Problem → Retype each entry below, keeping every character the same.

Data lines →
-------------------------

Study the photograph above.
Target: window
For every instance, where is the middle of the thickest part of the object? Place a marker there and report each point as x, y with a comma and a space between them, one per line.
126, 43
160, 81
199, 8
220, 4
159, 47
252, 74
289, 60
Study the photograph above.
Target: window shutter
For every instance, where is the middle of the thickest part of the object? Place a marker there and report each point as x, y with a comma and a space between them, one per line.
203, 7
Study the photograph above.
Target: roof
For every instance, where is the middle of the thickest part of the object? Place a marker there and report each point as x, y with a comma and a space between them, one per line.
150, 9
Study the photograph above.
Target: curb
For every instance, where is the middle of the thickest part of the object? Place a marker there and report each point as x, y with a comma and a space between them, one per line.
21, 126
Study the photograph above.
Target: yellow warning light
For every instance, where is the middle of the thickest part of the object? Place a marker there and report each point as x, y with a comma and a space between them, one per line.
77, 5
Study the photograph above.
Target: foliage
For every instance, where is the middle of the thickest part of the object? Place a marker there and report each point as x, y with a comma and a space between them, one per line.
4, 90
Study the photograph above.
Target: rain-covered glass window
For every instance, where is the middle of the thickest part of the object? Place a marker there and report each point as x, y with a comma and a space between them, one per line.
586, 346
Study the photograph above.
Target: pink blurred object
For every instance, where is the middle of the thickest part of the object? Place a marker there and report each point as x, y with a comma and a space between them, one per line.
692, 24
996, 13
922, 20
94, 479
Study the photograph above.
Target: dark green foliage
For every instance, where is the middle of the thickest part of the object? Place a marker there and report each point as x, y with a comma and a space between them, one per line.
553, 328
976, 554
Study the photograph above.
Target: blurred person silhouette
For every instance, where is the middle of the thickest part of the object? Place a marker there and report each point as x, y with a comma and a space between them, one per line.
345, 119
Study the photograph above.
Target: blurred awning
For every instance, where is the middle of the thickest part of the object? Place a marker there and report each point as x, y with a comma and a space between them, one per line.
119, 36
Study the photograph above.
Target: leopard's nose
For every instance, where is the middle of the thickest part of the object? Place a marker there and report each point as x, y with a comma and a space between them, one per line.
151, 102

-------------------------

Response →
Study the photograph above.
Target: window
For every instance, where is the middle of the thickest part of the object? Place a marker there and report each point as x, y with a comma and a space between them, one per line.
126, 43
160, 81
199, 8
220, 4
159, 47
252, 74
289, 60
Study the photograph above.
Target: window shutter
For every instance, where is the middle of the thickest part of the object? Place a marker there and report each point as x, y with a comma and a space between them, one per line.
203, 7
Study the photograph above.
Target: roof
For every instance, where is the middle of the thickest part of the object? Place a marker there and report each point as x, y with a comma and a space between them, one per line.
150, 9
Study the photograph above.
Target: curb
For every instance, where is the middle of the thickest part of the object? Place a marker there and report each point as x, y with a comma and a space between them, one per line.
21, 126
Study the photograph above.
Target: yellow warning light
For every instance, where is the middle of the thickest part of the object? Place a marker there and report each point as x, y with a comma and a space between them, one per line.
77, 5
Study the photograph above.
Target: foliage
For every instance, where is the middle of the thickest part of the object? Place a marker there and report each point as x, y with a comma and a space between them, one per line.
4, 90
Study the photograph above.
Target: rain-covered glass window
For every instance, where is the middle of the thickest part of the object? Place a marker there and report each point as x, y with a comma and a space between them, one per line.
586, 346
Study the photograph above.
Target: pink blurred object
For every instance, where is the middle of the thickest part of the object? Place a marker there and report each point as x, y with a comma and a space between them, one per line.
692, 24
996, 13
922, 20
94, 479
Study the photograph above.
Target: dark green foliage
For every instance, where is the middle of the thickest part of the object? Place a marker there and report each point as x, y with a comma and a space between them, one per line.
553, 328
976, 554
Study the photograph above.
Target: blurred person silhouette
For every instance, where is the middle of the thickest part of the object? Place a marker there and report each point as x, y with a comma and a space between them, one per line.
345, 119
Study the photograph above.
Target: blurred awning
For every instance, where is the middle of the thickest part of the object? Place a marker there and report each point as x, y with a comma and a space between them, one per line.
119, 36
Study the photograph above.
Target: leopard's nose
For every instance, where is the middle of the thickest part of the object? Place a marker there and report each point as x, y with a comma and a space between them, one per line.
151, 102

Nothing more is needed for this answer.